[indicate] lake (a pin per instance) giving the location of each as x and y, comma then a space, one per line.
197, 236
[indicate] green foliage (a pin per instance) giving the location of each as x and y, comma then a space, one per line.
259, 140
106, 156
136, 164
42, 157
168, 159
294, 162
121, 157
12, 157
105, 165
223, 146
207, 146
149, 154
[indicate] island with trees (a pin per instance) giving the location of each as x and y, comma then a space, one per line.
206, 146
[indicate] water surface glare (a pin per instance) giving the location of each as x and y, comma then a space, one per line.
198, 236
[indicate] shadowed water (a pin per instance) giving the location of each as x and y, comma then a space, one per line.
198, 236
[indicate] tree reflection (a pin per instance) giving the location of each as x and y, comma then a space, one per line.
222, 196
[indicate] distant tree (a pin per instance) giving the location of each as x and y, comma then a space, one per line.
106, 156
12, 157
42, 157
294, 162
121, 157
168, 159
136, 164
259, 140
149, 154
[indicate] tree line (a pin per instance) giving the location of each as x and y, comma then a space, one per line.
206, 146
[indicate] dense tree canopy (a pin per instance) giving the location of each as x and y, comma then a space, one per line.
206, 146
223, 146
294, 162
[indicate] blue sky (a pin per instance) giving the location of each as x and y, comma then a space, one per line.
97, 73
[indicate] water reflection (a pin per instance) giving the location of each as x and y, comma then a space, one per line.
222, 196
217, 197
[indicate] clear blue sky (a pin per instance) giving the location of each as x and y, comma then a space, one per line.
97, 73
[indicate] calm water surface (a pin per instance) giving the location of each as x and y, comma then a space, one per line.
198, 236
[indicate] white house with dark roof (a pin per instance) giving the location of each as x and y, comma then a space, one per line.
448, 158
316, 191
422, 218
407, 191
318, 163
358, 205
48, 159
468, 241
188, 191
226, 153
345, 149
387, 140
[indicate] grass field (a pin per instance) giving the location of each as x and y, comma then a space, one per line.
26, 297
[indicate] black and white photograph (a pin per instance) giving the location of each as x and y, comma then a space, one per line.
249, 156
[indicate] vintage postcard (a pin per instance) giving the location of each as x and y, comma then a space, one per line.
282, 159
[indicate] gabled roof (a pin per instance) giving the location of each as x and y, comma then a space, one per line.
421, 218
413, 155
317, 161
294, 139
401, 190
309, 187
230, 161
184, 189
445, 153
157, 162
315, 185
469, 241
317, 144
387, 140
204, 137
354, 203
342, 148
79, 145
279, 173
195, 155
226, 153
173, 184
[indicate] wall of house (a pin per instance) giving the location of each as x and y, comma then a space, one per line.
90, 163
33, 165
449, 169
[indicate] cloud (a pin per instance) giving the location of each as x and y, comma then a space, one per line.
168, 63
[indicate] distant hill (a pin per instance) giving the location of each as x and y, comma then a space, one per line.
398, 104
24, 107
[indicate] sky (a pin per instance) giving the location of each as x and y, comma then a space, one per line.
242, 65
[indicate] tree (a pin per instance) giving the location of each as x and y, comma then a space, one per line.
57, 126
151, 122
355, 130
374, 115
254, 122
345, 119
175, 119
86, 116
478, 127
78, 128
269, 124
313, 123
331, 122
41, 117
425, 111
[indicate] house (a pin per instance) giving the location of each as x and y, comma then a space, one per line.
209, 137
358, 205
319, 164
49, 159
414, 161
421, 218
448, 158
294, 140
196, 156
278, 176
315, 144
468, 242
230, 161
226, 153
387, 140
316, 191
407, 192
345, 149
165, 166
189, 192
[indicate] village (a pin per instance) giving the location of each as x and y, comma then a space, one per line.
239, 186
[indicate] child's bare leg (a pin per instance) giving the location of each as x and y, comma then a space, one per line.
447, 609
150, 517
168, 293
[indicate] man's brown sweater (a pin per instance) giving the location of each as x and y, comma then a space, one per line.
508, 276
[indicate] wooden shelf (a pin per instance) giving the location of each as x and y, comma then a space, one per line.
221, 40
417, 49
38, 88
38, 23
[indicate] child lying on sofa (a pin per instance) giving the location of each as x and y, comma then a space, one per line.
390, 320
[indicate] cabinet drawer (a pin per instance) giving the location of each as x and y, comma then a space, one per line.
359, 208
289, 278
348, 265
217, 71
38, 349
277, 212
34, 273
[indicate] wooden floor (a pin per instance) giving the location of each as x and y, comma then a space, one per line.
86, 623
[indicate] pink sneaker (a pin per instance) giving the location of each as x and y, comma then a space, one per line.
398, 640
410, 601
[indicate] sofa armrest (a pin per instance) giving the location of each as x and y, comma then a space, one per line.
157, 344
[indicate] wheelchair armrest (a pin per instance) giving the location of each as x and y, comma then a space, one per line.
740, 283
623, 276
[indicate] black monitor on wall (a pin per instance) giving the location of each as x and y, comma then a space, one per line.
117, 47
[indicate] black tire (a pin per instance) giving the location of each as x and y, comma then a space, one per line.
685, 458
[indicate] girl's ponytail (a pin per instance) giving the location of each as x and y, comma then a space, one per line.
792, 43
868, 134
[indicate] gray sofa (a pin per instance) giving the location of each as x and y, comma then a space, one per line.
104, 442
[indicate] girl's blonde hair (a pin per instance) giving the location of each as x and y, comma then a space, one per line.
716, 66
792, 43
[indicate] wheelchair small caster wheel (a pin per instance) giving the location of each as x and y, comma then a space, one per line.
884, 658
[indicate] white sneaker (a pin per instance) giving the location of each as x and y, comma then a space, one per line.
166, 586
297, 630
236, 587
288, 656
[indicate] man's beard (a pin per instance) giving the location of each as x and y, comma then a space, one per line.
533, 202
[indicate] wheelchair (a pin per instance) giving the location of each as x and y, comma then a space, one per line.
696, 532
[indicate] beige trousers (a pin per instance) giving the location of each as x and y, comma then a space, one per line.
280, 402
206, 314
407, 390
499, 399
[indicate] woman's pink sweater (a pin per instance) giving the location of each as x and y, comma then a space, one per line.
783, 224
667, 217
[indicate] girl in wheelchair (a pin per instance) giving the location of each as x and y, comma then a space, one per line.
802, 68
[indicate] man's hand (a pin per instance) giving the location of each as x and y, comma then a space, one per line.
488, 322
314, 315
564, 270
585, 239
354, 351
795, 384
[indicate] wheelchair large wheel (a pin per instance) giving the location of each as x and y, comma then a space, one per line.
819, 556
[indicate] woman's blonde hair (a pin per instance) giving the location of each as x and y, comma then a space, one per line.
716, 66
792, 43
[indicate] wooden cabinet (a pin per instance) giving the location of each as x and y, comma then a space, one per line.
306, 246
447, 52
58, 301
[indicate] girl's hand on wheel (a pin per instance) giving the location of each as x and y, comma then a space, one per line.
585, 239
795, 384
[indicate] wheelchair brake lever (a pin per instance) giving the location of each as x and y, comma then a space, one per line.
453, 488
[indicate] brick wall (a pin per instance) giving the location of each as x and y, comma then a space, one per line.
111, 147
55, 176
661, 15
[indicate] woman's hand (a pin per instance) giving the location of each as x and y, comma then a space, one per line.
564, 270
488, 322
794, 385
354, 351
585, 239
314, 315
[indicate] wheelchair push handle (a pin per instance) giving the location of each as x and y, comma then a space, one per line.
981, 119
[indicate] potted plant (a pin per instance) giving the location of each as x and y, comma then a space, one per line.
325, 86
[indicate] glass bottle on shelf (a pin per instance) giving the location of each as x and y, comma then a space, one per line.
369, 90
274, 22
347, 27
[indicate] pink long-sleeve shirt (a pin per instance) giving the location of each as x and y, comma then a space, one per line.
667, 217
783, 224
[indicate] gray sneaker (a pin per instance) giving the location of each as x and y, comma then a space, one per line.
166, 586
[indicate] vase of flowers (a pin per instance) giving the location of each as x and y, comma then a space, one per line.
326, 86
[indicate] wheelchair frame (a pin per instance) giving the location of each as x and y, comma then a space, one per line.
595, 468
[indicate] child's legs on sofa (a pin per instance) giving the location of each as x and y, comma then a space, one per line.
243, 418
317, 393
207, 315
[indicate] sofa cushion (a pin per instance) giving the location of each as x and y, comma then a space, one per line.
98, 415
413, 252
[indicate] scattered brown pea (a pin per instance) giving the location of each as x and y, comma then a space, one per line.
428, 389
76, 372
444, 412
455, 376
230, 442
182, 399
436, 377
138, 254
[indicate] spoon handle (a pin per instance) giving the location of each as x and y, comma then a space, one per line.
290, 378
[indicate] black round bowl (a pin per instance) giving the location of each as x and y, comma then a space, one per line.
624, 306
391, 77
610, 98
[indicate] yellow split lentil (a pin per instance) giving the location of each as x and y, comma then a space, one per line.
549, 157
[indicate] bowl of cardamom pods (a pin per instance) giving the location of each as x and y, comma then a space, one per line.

WORK TO COMPLETE> Format the material as a JSON list of strings, one string per line and skipping blank lines, from the line with "[indicate] child's legs" up to and including the last line of the material.

WRITTEN ANSWER>
[
  "[indicate] child's legs on sofa (a pin per instance) giving the location of each as x and y, comma then a space, one per line.",
  "243, 418",
  "317, 393",
  "207, 315",
  "[indicate] sofa cushion (a pin per instance) giving the location of each as x and y, comma then a space, one per line.",
  "98, 415",
  "413, 252",
  "[indicate] scattered brown pea (a pin per instance) giving the location of each as x and y, comma then a space, one per line.",
  "428, 389",
  "76, 372",
  "444, 412",
  "455, 376",
  "230, 442",
  "182, 399",
  "436, 377",
  "138, 254",
  "[indicate] spoon handle (a pin per instance) giving the location of each as x and y, comma then a space, one per line.",
  "290, 378",
  "[indicate] black round bowl (a pin per instance) giving the location of each as x and y, comma then a space, one per line.",
  "624, 306",
  "391, 77",
  "610, 98",
  "[indicate] yellow split lentil (a pin per instance) giving the location of each as x and y, comma then a space, one per line.",
  "549, 157",
  "[indicate] bowl of cardamom pods (a pin per instance) giving the location of each as x and y, comma then a space, one per line."
]